● The data:
* * *

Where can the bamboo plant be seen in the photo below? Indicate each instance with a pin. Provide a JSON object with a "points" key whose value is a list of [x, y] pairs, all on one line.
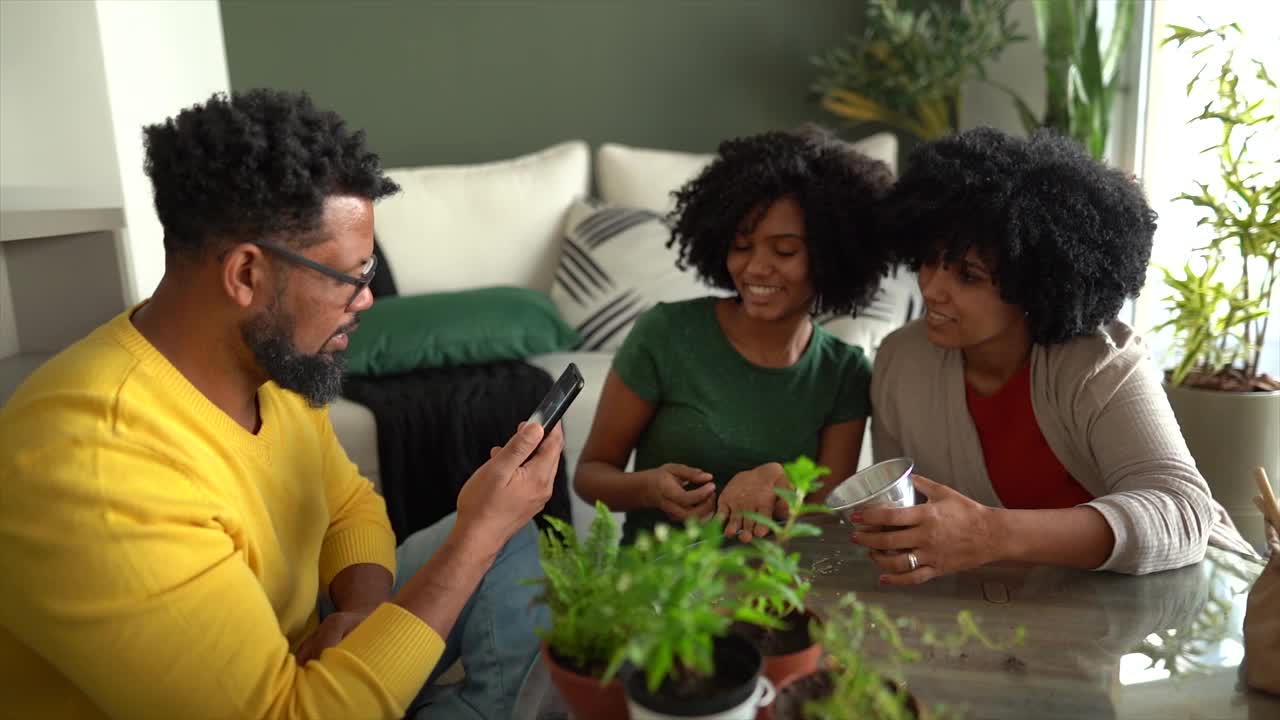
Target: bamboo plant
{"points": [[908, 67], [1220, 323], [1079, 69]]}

* * *

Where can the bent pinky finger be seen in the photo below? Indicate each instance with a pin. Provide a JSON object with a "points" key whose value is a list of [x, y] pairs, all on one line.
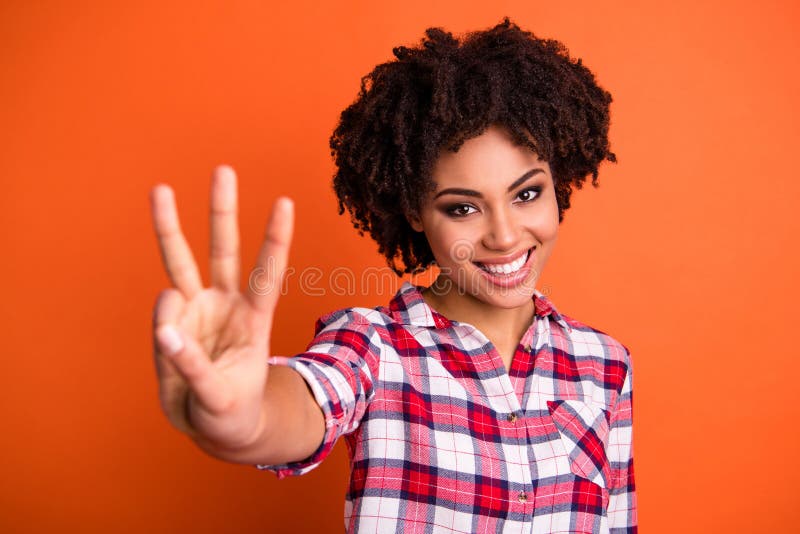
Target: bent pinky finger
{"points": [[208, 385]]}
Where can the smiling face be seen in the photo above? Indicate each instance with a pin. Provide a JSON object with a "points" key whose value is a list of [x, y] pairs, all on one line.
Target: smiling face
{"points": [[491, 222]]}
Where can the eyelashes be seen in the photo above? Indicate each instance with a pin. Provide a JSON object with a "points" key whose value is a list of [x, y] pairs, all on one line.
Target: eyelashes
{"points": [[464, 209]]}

* * *

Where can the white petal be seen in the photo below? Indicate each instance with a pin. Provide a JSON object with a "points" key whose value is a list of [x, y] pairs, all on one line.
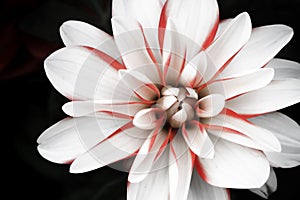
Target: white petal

* * *

● Task item: Give back exactly the lines above from the one with "Where can the white" through the one with "Target: white petal", both included. Pictures don't belong in the copy.

● Response:
Where can the white petal be seen in the photo below? Indicate each instance with a pin. Provide a JSON object with a "points" key whose value is a list of [x, y] pairs, all on one line.
Target: white petal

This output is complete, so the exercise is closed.